- Task to carry out
Beginning with the line containing "Could you point out every instance of the overlapping" and ending with the last line, repeat the records exactly.

--- start of Given data ---

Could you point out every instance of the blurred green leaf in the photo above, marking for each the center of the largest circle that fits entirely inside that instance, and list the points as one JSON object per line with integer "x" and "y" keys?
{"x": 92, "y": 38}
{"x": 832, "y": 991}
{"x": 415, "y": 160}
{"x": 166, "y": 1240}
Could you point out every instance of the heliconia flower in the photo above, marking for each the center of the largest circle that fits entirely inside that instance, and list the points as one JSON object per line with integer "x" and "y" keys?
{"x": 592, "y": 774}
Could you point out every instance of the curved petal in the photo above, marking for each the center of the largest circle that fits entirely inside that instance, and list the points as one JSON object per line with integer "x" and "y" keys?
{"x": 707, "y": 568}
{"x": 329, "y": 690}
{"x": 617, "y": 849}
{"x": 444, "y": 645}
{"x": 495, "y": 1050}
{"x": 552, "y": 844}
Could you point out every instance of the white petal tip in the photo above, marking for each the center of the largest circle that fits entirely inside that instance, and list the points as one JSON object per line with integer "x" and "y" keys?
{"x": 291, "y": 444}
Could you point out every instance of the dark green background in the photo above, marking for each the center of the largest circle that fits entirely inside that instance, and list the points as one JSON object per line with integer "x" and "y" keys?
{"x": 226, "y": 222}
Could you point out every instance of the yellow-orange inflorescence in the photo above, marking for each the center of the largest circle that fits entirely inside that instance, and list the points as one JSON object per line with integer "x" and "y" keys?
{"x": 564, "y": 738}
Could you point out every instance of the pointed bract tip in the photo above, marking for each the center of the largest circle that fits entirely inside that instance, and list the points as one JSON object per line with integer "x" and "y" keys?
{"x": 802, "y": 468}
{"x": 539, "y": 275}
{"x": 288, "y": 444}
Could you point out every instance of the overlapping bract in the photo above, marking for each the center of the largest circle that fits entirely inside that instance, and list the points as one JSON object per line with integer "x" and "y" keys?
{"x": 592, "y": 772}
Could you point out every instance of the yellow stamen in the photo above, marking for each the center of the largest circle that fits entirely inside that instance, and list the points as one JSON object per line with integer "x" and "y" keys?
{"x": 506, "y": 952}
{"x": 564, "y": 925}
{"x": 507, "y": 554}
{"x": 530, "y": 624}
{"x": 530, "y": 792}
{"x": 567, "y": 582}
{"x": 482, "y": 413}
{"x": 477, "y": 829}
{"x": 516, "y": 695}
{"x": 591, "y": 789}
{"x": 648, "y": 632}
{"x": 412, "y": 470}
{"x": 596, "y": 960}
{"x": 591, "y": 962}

--- end of Given data ---

- Output for this task
Could you point out every instance of the overlapping bract in the photo above, marking for each the center of the largest circle that fits entirely inside that instance, and list the points as one JSON object per line with integer "x" and "y" keys?
{"x": 592, "y": 772}
Could you point out every instance of the yellow stamen in the photo above, marking for each the center of the largest circle that fits entirely inside that instance, and list the points as one JSON object per line with integer "x" and "y" keys?
{"x": 506, "y": 952}
{"x": 564, "y": 925}
{"x": 507, "y": 554}
{"x": 530, "y": 624}
{"x": 530, "y": 792}
{"x": 567, "y": 582}
{"x": 482, "y": 413}
{"x": 477, "y": 829}
{"x": 516, "y": 695}
{"x": 591, "y": 789}
{"x": 648, "y": 632}
{"x": 412, "y": 470}
{"x": 596, "y": 960}
{"x": 591, "y": 962}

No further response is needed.